(ASSIGNMENT): None of the pictures should be copied, though every line of the listing must be printed exactly.
>>
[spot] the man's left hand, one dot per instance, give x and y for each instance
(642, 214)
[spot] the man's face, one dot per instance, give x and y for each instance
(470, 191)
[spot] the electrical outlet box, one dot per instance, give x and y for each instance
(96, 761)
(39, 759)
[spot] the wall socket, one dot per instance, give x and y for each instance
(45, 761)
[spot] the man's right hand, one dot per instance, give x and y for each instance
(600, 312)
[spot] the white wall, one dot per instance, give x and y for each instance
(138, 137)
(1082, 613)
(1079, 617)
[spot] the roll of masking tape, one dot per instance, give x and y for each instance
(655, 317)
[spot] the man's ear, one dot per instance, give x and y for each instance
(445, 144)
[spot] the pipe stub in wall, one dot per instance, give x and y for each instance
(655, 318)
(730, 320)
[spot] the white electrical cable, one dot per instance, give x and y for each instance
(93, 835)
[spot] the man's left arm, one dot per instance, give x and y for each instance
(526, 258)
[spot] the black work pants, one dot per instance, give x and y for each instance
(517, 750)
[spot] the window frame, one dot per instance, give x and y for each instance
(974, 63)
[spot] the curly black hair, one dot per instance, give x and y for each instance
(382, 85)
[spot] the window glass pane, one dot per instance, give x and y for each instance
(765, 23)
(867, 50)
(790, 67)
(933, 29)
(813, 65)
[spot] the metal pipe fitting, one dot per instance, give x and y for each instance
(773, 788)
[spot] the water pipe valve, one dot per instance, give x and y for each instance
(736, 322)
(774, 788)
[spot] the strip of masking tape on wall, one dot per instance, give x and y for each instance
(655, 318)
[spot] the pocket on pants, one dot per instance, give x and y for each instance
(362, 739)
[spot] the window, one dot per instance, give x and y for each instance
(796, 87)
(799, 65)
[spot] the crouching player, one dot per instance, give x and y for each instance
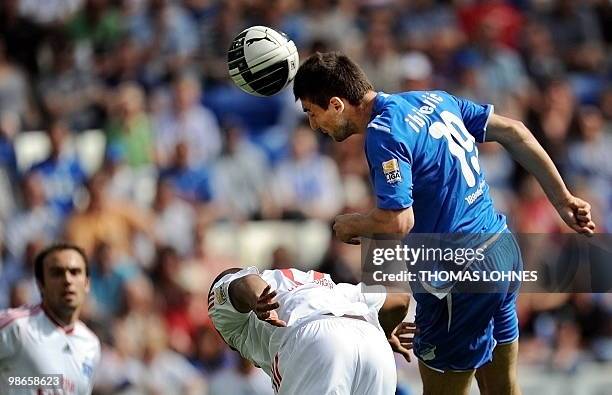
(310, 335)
<<
(WRITTEN SOLUTION):
[spot] the man's left hand, one dot per instance, give x and y for each instance
(642, 214)
[spot] the man's face, one dot per instance, give x and y for each instance
(470, 191)
[spot] the electrical outlet box, one dot per instance, give x and y for each instance
(96, 761)
(39, 759)
[spot] the wall socket, one dot per instance, give x and y for each instance
(45, 761)
[spot] the man's right hand, one dot per instance, give x and y for each instance
(600, 312)
[spot] the white wall, one dot per instance, give x and y for each instance
(138, 137)
(1082, 613)
(1079, 617)
[spot] the roll of masking tape, one dot per instance, give x and y for each instance
(655, 317)
[spot] the man's ear, one dot per instance, give x and y for each instance
(445, 144)
[spot] the pipe stub in wall, one dot per instance, give x and y for each instance
(655, 318)
(730, 320)
[spot] the white electrical cable, one dot per instance, give x and y for each instance
(93, 835)
[spot] the man's left arm, one dot per instance, give x and y for each instance
(526, 258)
[spot] the black work pants, one dot per instance, give x and y for each instance
(517, 750)
[spot] the window frame, one dot per instance, give x and y for each instance
(974, 63)
[spot] the curly black hair, one dot per instance, give x and y for each instance
(382, 85)
[spot] the window glass pane, one dot per instance, give x and y for each instance
(765, 23)
(867, 50)
(790, 67)
(933, 29)
(813, 65)
[spot] the metal pipe fitting, one dot per instance, give x and y for each instance
(773, 788)
[spot] the water pipe valve, one dot per instance, give x and y for each instance
(736, 322)
(774, 788)
[spot] the strip of masking tape on wall, one dot per instance, give x and y for each instance
(655, 318)
[spot] the pocket on pants, one dot per instance, give x and y for each instance
(362, 739)
[spot] the window, one dot per instance, give x and y for each instance
(796, 87)
(799, 65)
[spot] the crouching player, one dot per instance, give x and y for each instance
(310, 335)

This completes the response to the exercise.